*TASK INPUTS:*
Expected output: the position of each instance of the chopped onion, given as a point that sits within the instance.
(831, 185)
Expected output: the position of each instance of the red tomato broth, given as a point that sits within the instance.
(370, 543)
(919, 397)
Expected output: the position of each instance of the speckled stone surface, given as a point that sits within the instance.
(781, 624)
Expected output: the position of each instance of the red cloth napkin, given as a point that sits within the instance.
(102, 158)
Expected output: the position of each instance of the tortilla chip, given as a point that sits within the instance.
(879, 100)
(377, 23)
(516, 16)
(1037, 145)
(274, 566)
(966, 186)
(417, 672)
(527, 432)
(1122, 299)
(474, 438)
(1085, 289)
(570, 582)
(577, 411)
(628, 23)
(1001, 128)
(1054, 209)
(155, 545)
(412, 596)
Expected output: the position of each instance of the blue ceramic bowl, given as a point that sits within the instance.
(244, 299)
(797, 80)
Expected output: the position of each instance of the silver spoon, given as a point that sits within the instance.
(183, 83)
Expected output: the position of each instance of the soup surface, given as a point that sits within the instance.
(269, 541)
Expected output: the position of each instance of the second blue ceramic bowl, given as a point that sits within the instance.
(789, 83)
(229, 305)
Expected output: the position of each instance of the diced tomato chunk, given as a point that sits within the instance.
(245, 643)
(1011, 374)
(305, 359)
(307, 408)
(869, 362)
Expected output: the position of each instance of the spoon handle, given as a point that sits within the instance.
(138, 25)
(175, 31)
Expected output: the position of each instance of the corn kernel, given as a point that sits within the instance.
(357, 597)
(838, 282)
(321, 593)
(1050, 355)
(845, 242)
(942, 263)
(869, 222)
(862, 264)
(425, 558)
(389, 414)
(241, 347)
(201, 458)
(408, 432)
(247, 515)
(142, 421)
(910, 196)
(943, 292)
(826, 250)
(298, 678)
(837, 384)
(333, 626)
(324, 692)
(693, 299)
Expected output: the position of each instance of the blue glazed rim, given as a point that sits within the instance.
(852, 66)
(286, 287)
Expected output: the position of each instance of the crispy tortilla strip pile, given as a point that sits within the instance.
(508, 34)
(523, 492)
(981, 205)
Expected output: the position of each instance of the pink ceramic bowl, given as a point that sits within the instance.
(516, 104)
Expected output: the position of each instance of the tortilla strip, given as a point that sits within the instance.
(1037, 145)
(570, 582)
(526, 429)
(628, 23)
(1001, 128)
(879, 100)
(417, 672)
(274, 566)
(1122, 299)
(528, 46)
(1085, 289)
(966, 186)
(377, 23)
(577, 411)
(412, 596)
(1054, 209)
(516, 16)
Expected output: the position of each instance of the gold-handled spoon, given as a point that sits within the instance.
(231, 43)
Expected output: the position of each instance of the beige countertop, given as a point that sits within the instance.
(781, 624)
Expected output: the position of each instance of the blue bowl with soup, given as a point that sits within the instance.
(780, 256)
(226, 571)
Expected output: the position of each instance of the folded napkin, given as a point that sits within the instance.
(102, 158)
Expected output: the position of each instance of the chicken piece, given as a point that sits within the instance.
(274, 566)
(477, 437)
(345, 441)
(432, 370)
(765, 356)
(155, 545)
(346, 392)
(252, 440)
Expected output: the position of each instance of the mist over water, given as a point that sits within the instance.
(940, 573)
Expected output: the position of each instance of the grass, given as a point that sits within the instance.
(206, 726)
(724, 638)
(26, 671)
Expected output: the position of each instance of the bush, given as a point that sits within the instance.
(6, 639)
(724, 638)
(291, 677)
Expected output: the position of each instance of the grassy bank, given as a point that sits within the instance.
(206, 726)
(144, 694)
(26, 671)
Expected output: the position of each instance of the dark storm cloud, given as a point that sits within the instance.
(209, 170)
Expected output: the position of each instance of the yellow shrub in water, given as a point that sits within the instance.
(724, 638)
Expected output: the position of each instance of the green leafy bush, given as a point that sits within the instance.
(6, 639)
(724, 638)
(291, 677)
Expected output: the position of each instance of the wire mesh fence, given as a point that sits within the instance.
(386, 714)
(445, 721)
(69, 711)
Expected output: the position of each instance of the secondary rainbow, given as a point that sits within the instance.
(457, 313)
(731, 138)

*WHAT YOU WILL DO:* Word for word, quote all of the data above.

*SOLUTION FOR THIS EXERCISE:*
Expected output: the position of each instance of the chopped onion, given as a point that sits within the instance.
(831, 185)
Expected output: the position of each instance of the red tomato broth, given as a point that sits within the instance.
(370, 543)
(919, 397)
Expected output: the position of each instance of the speckled stone surface, given as a point that sits within the instance.
(781, 624)
Expected output: the position of each instance of the red cloth napkin, given as a point that sits within the instance.
(102, 158)
Expected output: the position of each instance of the tortilla chip, given as a point that sits within the instance.
(879, 100)
(377, 23)
(516, 16)
(1037, 145)
(274, 566)
(966, 186)
(417, 672)
(527, 432)
(1122, 299)
(474, 438)
(1085, 289)
(570, 582)
(577, 411)
(628, 23)
(1001, 128)
(1054, 209)
(155, 545)
(412, 596)
Expected output: the position of each instance of the blue ceramic bowl, given as a point that sits within the instance.
(244, 299)
(797, 80)
Expected output: the position of each instance of the silver spoon, given as a point that sits within the instance.
(183, 83)
Expected output: the position of each instance of the soup surface, given as a point that sits within the instance.
(269, 541)
Expected output: the position of each instance of the second blue ceramic bowl, given as a point that sits within the instance.
(789, 83)
(229, 305)
Expected output: the position of each instance of the diced tomato chunk, given as a point that sits within the instance.
(245, 643)
(1011, 374)
(305, 359)
(307, 408)
(869, 362)
Expected output: the position of each instance of the spoon handle, given as a point that sits within the instance.
(138, 25)
(175, 31)
Expected output: the position of each instance of the corn kernel, given as a point that sits within the instance.
(357, 597)
(838, 282)
(321, 593)
(1050, 355)
(845, 242)
(942, 263)
(869, 222)
(862, 264)
(425, 558)
(389, 414)
(241, 347)
(201, 458)
(408, 432)
(247, 515)
(142, 421)
(910, 196)
(943, 292)
(826, 250)
(298, 678)
(837, 384)
(333, 626)
(324, 692)
(693, 299)
Expected output: the position of each instance of the blue glazed rim, given as a point that sits within the instance.
(852, 66)
(286, 287)
Expected output: the position of each instance of the crispy tortilla strip pile, given as a point that sits within the instance.
(508, 34)
(523, 492)
(981, 205)
Expected output: the position of each instance of the pink ceramic bowl, given as a point that sits within the instance.
(516, 104)
Expected output: the position of each instance of the tortilla strip, given as a point that sits within the instance.
(1037, 145)
(570, 582)
(526, 429)
(628, 23)
(1001, 128)
(879, 100)
(417, 672)
(274, 566)
(1122, 299)
(528, 46)
(1085, 289)
(966, 186)
(377, 23)
(577, 411)
(412, 596)
(1054, 209)
(516, 16)
Expected output: the position of each instance of the gold-handled spoon, given as a point that sits within the instance.
(231, 43)
Expected output: the position of each instance of the beige countertop, given as a point that sits within the instance.
(781, 624)
Expected output: the position of each instance of the blue bowl with soup, given as a point that sits within the instance.
(780, 256)
(226, 571)
Expected output: the position of each instance of the folded napkin, given as a point that sits within the instance.
(102, 158)
Expected output: the position of each instance of the chicken piece, given as a point that sits within the instance.
(274, 566)
(477, 437)
(345, 441)
(432, 370)
(765, 356)
(155, 545)
(346, 392)
(252, 440)
Expected output: the position of each instance of the mist over water, given as a point that sits within the instance.
(940, 573)
Expected output: the position of each instance of the grass, given as a point that sits within the instance.
(206, 726)
(724, 638)
(26, 671)
Expected output: the position of each instance of the bush, given as a point that sits within the instance.
(6, 639)
(724, 638)
(291, 677)
Expected output: the position of each instance of the grassy bank, given as a point that sits within the instance.
(206, 726)
(144, 694)
(26, 671)
Expected output: the position of each instance of the dark storm cloud, given as a point that sits within the instance.
(209, 170)
Expected output: the position of each instance of the yellow shrub in water, given as a point that sits within the instance.
(724, 638)
Expected output: the position of each instance of the green leafy bush, given as a point that sits within the instance.
(6, 639)
(724, 638)
(291, 677)
Expected output: the position of each instance of the wire mesh fence, given as a point that sits within the instance.
(386, 714)
(445, 721)
(69, 711)
Expected output: the position of each instance of the secondary rainbow, given as a point that sits within the instance.
(457, 313)
(731, 138)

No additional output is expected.